• **Task inputs**

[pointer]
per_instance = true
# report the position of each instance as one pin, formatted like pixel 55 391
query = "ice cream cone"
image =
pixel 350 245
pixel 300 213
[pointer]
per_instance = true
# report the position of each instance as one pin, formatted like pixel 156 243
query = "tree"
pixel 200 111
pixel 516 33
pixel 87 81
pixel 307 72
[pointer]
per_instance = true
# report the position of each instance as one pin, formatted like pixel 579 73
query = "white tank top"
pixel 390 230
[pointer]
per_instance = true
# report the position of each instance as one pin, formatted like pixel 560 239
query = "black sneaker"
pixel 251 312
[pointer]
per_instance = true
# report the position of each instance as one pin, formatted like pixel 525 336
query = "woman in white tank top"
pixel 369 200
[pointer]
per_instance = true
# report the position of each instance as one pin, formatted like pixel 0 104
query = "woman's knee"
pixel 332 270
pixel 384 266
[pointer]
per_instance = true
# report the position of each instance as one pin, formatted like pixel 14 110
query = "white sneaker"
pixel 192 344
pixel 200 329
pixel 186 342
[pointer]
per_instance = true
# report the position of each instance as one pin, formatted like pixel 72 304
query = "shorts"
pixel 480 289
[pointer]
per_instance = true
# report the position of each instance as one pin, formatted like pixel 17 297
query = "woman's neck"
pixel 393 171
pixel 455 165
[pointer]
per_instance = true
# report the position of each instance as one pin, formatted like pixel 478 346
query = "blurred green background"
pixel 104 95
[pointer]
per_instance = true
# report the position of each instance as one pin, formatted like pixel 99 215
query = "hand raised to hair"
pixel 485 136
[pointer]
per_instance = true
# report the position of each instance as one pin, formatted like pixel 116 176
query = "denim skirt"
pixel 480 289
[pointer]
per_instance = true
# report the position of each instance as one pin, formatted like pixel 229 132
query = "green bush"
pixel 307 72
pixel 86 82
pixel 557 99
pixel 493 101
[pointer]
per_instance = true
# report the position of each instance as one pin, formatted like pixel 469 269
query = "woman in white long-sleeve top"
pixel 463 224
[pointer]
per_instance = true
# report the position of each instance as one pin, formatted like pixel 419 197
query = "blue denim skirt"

• **Problem statement**
Your answer should consist only of the lines from the one with "pixel 478 346" through the last line of the entries above, retyped exactly.

• **Exercise answer**
# report the position of each instance as one pin, formatted like pixel 478 346
query = "blurred green background"
pixel 104 95
[pointer]
per_instance = true
# report the position of each instance as one pin, formatted like pixel 99 215
query = "hand raised to hair"
pixel 485 136
[pointer]
per_instance = true
# report the position of each instance as one pin, formatted like pixel 116 176
query = "denim skirt"
pixel 480 289
[pointer]
per_instance = true
# report the position of each instance as one pin, formatted like pixel 229 132
query = "green bush"
pixel 307 72
pixel 86 82
pixel 557 99
pixel 493 101
[pointer]
per_instance = true
# report the position of each instance as one pin, formatted like pixel 469 269
query = "woman in white long-sleeve top"
pixel 463 224
[pointer]
per_instance = true
# report the position of each instance as one pin, formatted like pixel 419 197
query = "blue denim skirt"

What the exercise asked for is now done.